Location labeling records
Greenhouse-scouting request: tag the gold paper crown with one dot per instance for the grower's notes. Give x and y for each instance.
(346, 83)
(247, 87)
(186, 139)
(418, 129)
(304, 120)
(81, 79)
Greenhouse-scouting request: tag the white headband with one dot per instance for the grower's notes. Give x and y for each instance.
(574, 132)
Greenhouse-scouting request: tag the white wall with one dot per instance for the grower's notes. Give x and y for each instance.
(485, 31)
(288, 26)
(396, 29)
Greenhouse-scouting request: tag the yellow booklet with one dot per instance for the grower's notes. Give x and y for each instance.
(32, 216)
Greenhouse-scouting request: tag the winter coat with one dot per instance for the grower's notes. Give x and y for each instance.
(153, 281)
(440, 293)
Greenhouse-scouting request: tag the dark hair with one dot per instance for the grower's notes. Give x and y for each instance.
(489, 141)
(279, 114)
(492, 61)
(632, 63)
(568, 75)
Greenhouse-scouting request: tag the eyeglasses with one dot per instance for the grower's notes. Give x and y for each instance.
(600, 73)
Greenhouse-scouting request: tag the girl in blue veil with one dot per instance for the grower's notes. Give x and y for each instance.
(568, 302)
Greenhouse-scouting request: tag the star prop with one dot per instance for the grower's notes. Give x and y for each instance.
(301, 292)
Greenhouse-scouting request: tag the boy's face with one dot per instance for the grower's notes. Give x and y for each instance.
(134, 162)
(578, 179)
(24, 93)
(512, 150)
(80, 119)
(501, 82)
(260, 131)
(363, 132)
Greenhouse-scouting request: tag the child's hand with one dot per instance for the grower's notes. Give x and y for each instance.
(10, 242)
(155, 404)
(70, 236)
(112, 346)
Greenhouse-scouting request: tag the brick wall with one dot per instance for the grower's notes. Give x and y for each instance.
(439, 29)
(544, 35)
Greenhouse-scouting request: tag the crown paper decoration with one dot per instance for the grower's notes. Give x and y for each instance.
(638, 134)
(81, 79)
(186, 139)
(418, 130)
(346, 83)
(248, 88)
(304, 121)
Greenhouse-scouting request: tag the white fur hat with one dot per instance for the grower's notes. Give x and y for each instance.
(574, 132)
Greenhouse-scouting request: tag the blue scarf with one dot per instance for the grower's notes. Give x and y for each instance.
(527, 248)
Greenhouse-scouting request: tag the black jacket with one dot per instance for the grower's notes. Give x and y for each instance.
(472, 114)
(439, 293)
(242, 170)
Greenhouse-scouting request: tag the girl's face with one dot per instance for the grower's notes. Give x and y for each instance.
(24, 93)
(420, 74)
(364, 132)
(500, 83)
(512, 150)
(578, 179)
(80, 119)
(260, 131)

→ **What you have to do**: Output every line of the listing above again, word for word and with nothing changed.

→ **Output of the exercise**:
Greenhouse-scouting request: tag the gold paper crown with one dot per instance for the grower's notes. Give x and y for each instance.
(346, 83)
(247, 87)
(186, 139)
(418, 129)
(304, 120)
(81, 79)
Greenhouse-scouting request: tag the white headband with one dot per instance for the grower's notes. Give x and y for each instance.
(574, 132)
Greenhouse-scouting request: tag the white wall with one dot per instance for the grower's notes. Give x and y for each instance.
(485, 31)
(288, 26)
(396, 29)
Greenhouse-scouting request: tag the yellow booklet with one dot per instance for the grower's notes. Give x and y for each instance.
(32, 216)
Greenhouse-scouting request: tag the winter coat with one dot per instance for the grower's notes. Give x and y for each instance.
(153, 281)
(440, 293)
Greenhouse-scouting request: tag the dark hair with one dot per instance for the grower's notes. Give x and y for each instance.
(489, 141)
(279, 114)
(492, 61)
(632, 63)
(568, 75)
Greenhouse-scouting request: tag the eyeglasses with one dot per instance for the grower's notes. Give x and y for each instance.
(600, 73)
Greenhouse-scouting request: tag the girl in blue veil with one dot per instance for the grower's notes. Give x and y for each instance.
(568, 302)
Greenhouse-scouting request: tag the star prop with one dot per instance for the grower's notes. Give x and y for each instance.
(301, 292)
Greenhouse-scouting request: tag the boy's face with one dot per instance for the grower's notes. Give x and y for each instance.
(134, 162)
(578, 179)
(24, 93)
(512, 150)
(80, 119)
(501, 82)
(260, 131)
(363, 132)
Greenhouse-scouting request: tag the child's hand with one dot per instance for the grower's notes. Give x and y for each instance.
(10, 242)
(155, 404)
(70, 236)
(112, 346)
Greenhouse-scouting request: tag the brick wall with one dot per instance for the grower's notes. Give x and y for each instance.
(439, 29)
(544, 35)
Greenhouse-scouting request: tag the crown paper decoration with one dot per instance for the grower's notes. Give x and y for each instance.
(638, 134)
(81, 79)
(186, 139)
(418, 130)
(346, 83)
(248, 88)
(304, 121)
Greenhouse-scouting request: tag the white fur hat with one dot per instance for the grower's notes. Give x and y for each instance.
(574, 132)
Greenhouse-scouting request: tag the blue scarf with one dot per instance for the grower's notes. Give x and y for each instance.
(527, 248)
Greenhouse-scouting request: tag the black jacket with one dot per instance for the grower's notes. Give x and y for each instance.
(472, 114)
(439, 293)
(242, 170)
Greenhouse-scouting request: tag the girl's face with one dot per instance for the grower's notes. Give x and y for each instance.
(24, 93)
(420, 74)
(364, 132)
(500, 83)
(512, 150)
(578, 179)
(80, 119)
(260, 131)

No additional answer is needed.